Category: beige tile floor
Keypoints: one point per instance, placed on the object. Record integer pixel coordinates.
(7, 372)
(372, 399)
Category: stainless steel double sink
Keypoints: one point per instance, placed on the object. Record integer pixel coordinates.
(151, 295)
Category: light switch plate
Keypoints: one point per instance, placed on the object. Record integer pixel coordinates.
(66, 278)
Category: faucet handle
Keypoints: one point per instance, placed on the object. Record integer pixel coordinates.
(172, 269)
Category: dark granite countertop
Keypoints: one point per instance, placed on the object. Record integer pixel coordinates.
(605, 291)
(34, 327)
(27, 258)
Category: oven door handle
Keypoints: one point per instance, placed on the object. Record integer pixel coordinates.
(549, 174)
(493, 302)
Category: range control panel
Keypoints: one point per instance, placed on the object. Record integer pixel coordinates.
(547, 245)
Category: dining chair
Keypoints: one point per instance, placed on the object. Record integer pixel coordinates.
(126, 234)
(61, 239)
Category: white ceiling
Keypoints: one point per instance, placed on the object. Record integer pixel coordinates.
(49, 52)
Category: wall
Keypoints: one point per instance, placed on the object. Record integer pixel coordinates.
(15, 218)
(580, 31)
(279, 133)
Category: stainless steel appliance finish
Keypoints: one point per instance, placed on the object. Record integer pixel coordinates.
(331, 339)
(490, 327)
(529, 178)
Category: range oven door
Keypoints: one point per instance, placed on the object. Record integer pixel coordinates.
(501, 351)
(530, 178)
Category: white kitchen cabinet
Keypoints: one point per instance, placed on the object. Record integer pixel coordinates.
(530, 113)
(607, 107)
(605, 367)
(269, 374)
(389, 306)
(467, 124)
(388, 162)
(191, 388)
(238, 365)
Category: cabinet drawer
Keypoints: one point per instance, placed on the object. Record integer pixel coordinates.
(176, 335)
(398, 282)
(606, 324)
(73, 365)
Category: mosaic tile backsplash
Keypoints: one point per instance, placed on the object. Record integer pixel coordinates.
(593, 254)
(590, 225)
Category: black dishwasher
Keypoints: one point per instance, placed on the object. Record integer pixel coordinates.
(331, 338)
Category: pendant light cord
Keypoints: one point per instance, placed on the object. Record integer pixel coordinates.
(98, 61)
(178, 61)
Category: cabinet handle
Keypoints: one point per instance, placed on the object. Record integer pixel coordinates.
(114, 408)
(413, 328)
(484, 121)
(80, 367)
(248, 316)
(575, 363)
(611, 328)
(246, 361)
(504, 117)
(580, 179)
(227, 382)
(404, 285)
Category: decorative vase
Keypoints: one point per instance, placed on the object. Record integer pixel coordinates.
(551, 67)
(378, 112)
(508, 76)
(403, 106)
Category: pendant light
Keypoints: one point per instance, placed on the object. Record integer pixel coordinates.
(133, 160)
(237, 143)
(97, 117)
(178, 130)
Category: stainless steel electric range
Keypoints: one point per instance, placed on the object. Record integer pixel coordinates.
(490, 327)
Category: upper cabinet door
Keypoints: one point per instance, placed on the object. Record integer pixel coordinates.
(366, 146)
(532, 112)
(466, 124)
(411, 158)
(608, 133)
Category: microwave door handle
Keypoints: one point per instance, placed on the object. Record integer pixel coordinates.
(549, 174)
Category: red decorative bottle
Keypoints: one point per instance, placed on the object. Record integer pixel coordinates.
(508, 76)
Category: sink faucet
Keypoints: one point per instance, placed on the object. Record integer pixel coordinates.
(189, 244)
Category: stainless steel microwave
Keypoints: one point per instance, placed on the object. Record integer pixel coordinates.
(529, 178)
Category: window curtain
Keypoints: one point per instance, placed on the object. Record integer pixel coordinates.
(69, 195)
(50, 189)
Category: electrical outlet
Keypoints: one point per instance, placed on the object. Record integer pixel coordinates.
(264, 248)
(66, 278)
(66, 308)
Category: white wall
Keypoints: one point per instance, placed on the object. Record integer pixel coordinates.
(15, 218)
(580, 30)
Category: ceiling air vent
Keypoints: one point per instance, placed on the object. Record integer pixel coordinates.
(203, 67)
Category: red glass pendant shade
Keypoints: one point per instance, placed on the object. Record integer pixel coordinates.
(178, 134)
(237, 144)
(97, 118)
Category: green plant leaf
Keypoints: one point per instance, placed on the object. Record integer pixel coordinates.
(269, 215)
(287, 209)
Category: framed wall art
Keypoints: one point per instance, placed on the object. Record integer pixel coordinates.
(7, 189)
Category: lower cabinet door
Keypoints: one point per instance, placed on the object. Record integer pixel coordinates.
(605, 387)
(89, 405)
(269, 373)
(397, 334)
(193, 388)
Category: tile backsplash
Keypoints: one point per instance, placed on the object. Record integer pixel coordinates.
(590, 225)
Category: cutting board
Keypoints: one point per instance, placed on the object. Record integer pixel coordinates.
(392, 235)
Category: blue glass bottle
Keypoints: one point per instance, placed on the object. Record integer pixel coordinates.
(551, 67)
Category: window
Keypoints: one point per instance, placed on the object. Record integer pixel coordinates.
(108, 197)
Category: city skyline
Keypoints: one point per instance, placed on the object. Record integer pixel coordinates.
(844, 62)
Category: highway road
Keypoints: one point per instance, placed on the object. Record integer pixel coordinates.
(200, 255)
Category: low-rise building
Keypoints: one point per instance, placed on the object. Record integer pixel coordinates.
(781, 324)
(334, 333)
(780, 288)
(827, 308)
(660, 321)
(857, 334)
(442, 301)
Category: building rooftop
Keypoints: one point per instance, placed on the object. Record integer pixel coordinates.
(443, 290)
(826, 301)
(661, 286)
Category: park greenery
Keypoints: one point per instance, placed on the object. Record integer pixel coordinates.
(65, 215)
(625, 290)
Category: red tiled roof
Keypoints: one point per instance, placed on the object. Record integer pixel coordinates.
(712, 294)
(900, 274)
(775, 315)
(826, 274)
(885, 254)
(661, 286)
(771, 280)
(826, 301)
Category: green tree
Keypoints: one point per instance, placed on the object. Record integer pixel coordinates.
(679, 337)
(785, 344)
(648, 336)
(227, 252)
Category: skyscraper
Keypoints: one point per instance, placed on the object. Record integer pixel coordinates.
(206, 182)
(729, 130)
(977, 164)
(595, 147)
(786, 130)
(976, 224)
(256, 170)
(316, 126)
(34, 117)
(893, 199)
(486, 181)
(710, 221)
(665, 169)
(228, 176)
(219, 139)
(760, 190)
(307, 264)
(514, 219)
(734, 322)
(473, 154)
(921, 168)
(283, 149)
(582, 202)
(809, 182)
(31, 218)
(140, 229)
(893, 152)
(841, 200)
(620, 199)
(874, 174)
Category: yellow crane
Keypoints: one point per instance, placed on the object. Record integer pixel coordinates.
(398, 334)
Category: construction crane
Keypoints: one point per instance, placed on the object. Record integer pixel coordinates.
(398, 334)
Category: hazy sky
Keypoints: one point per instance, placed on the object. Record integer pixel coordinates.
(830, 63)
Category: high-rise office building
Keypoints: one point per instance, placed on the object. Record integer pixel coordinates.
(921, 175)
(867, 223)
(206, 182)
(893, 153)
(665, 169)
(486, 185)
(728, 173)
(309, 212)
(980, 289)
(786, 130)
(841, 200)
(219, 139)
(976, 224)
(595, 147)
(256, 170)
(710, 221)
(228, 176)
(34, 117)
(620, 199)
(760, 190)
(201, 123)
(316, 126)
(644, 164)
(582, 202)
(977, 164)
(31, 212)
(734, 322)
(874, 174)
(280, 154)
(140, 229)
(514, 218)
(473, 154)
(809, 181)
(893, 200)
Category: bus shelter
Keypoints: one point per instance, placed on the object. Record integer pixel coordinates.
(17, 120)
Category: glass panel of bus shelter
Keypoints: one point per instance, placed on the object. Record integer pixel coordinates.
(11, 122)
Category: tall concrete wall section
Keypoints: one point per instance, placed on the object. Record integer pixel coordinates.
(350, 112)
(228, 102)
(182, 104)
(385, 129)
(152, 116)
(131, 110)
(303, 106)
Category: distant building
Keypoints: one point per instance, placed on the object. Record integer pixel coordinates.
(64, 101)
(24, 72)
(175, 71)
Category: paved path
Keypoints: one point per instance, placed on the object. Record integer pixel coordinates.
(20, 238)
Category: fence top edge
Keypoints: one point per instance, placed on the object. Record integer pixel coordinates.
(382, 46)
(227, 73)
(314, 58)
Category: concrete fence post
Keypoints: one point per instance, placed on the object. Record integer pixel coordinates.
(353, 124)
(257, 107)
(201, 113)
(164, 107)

• • • • • • •

### Given request:
Starting from the line containing "Category: glass panel of bus shelter", repeat each line through the end of the entries, exactly.

### Answer to this exercise:
Category: glass panel of bus shelter
Keypoints: one point per instance, placed on the object. Record integer pixel coordinates.
(11, 122)
Category: tall concrete wall section
Keypoints: one point per instance, placed on the object. Record integer pixel coordinates.
(350, 112)
(228, 102)
(182, 104)
(385, 129)
(152, 116)
(131, 110)
(303, 106)
Category: distant building
Keypoints: one point per instance, placed on the object. Record integer pixel coordinates.
(64, 101)
(24, 72)
(175, 71)
Category: paved path
Keypoints: one point per instance, placed on the object. Record integer pixel coordinates.
(20, 238)
Category: fence top edge
Keypoints: one point per instance, placed on the object. Record integer pixel coordinates.
(382, 46)
(227, 73)
(314, 58)
Category: concrete fence post
Keypoints: one point per instance, placed on the object. Record integer pixel coordinates.
(353, 124)
(257, 107)
(201, 113)
(164, 107)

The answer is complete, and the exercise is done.